**EXERCISE REQUIREMENTS**
Scan the records for the line containing "Query: harvested hay"; extract it and all later lines, verbatim, through the end, and nothing before it.

*** SUPPLIED DATA Section Begins ***

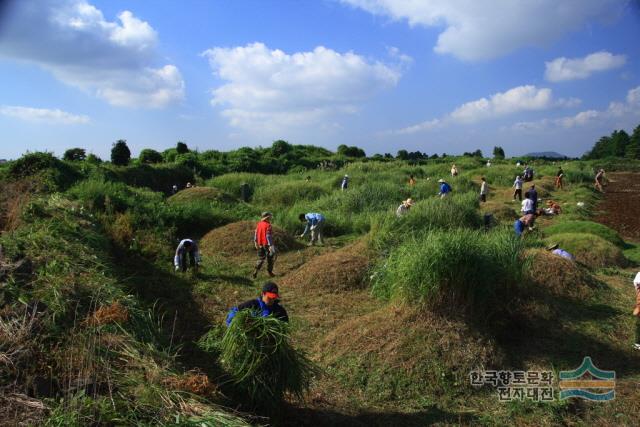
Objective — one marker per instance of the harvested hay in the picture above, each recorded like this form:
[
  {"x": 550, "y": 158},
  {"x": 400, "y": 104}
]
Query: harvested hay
[
  {"x": 344, "y": 269},
  {"x": 201, "y": 194},
  {"x": 383, "y": 352},
  {"x": 557, "y": 275},
  {"x": 113, "y": 313},
  {"x": 236, "y": 239},
  {"x": 590, "y": 250}
]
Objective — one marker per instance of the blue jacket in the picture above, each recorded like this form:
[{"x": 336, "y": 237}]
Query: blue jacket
[
  {"x": 258, "y": 306},
  {"x": 312, "y": 220}
]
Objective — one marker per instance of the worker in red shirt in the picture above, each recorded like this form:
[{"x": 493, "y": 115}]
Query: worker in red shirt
[{"x": 263, "y": 241}]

*** SUPPLIED DATA Section Ends ***

**RESULT**
Query: harvested hay
[
  {"x": 344, "y": 269},
  {"x": 201, "y": 194},
  {"x": 383, "y": 352},
  {"x": 557, "y": 275},
  {"x": 113, "y": 313},
  {"x": 236, "y": 239},
  {"x": 590, "y": 250}
]
Objective — one marker per instance of the blue jacket in the picture above, each recorded like this form:
[{"x": 336, "y": 237}]
Query: blue jacket
[
  {"x": 258, "y": 306},
  {"x": 312, "y": 220}
]
Objective — one marker per instance of the worker in red shirt in the picture above, each recorded like this form:
[{"x": 493, "y": 115}]
Query: worker in red shirt
[{"x": 263, "y": 241}]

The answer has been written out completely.